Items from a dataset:
· · · · ·

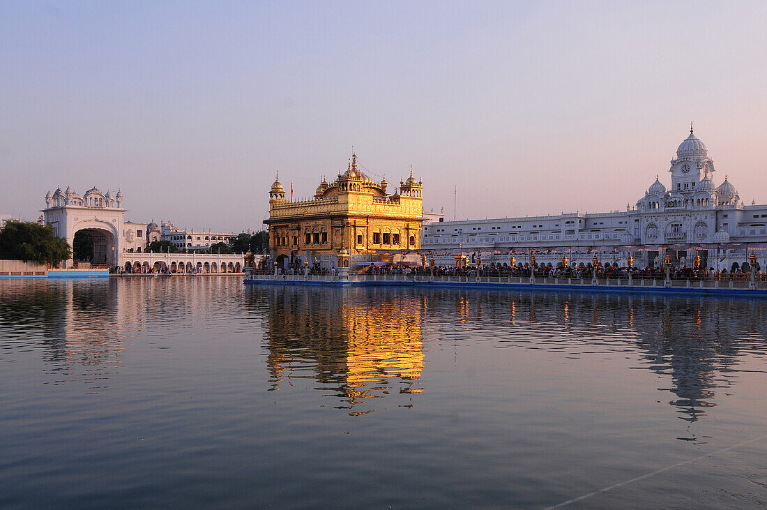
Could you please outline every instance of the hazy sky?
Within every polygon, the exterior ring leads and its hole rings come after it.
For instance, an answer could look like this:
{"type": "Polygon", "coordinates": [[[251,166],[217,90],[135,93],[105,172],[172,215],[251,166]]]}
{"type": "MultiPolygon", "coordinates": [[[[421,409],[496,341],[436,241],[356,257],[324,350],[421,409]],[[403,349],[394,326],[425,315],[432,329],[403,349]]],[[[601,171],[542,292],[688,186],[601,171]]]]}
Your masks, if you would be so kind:
{"type": "MultiPolygon", "coordinates": [[[[459,218],[624,209],[690,121],[767,202],[767,2],[0,2],[0,213],[57,186],[127,218],[262,228],[410,165],[459,218]]],[[[390,187],[390,191],[391,187],[390,187]]]]}

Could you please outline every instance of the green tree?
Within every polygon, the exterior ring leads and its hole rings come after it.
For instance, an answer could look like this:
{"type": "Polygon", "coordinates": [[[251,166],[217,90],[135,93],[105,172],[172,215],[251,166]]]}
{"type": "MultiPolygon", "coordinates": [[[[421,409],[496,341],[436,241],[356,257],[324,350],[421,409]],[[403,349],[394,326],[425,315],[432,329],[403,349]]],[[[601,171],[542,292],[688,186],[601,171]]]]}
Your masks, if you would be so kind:
{"type": "Polygon", "coordinates": [[[235,253],[245,253],[250,249],[250,234],[246,232],[237,234],[230,246],[235,253]]]}
{"type": "Polygon", "coordinates": [[[211,253],[232,253],[232,248],[225,242],[217,242],[210,245],[211,253]]]}
{"type": "Polygon", "coordinates": [[[179,248],[170,241],[153,241],[146,247],[146,251],[152,253],[178,253],[179,248]]]}
{"type": "Polygon", "coordinates": [[[264,253],[269,251],[269,232],[259,230],[250,238],[250,249],[253,253],[264,253]]]}
{"type": "Polygon", "coordinates": [[[8,222],[0,231],[0,257],[58,265],[71,255],[66,239],[39,223],[8,222]]]}

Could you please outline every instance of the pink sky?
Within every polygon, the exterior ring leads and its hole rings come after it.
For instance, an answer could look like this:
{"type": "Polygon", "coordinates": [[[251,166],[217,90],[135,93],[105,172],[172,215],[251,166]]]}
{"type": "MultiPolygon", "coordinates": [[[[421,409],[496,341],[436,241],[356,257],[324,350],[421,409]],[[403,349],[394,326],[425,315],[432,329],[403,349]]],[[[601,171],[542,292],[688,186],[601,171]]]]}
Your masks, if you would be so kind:
{"type": "Polygon", "coordinates": [[[344,169],[453,218],[624,209],[695,121],[767,202],[765,2],[0,4],[0,213],[121,189],[130,219],[258,229],[344,169]]]}

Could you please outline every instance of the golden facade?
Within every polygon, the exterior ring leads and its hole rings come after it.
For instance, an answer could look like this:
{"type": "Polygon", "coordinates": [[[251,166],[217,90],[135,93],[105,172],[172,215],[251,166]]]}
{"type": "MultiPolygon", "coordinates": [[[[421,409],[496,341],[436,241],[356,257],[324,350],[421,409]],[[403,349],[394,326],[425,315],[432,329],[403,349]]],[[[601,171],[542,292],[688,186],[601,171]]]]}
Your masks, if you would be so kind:
{"type": "Polygon", "coordinates": [[[421,245],[423,183],[410,176],[393,195],[357,168],[357,155],[332,183],[322,179],[311,200],[285,199],[279,179],[269,192],[269,248],[278,261],[295,255],[374,254],[421,245]]]}

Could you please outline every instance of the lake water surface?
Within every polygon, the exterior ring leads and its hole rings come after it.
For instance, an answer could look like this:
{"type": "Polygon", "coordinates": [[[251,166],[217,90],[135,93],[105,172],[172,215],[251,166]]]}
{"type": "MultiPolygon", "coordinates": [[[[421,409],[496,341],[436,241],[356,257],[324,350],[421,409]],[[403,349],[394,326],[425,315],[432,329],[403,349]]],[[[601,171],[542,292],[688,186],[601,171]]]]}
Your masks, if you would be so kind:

· · · · ·

## Instruction
Give everything from the line containing "Could you please outline every instance of the pink" down to the end of the records again, renaming "exterior ring" to "outer ring" wherever it appears and leaving the rest unchanged.

## Result
Could you please outline every instance of the pink sky?
Within every polygon, the outer ring leads and its hole rings come after it.
For instance, an answer could look like this:
{"type": "Polygon", "coordinates": [[[251,166],[217,90],[135,93],[105,172],[172,215],[251,166]]]}
{"type": "MultiPolygon", "coordinates": [[[[421,409],[496,341],[436,241],[356,257],[324,350],[421,409]],[[403,349],[394,326],[425,315],[432,329],[403,349]]],[[[601,171],[542,292],[688,186],[601,171]]]]}
Your masks, if you would be so kind:
{"type": "Polygon", "coordinates": [[[344,169],[453,218],[624,209],[695,121],[767,202],[765,2],[0,4],[0,213],[121,189],[130,219],[258,229],[344,169]]]}

Could you please outline every instance of the golden facade?
Within every polygon, the outer ring leads and its hole rings come after it.
For instance, an answer could look like this:
{"type": "Polygon", "coordinates": [[[251,166],[217,90],[135,93],[105,172],[172,215],[251,166]]]}
{"type": "MultiPolygon", "coordinates": [[[[421,409],[496,341],[436,241],[356,257],[324,350],[421,409]],[[403,349],[394,326],[425,315],[432,329],[403,349]]],[[[601,171],[542,292],[688,186],[601,171]]]]}
Your masks, if you would be so kind:
{"type": "Polygon", "coordinates": [[[421,245],[423,183],[410,176],[393,195],[357,168],[357,155],[332,183],[322,179],[311,200],[285,199],[279,179],[269,192],[269,248],[278,261],[295,255],[374,254],[421,245]]]}

Could you please outline every instance of the lake water surface?
Within every polygon, the outer ring leads and its hole rings come after it.
For instance, an answer could look like this:
{"type": "Polygon", "coordinates": [[[251,166],[217,90],[135,93],[105,172],[172,215],[251,166]]]}
{"type": "MultiPolygon", "coordinates": [[[[421,409],[496,341],[436,241],[356,257],[324,350],[421,409]],[[403,349],[394,326],[425,315],[432,329],[403,349]]],[[[601,171],[542,292],[688,186],[601,171]]]]}
Your masks, if you would be so kind:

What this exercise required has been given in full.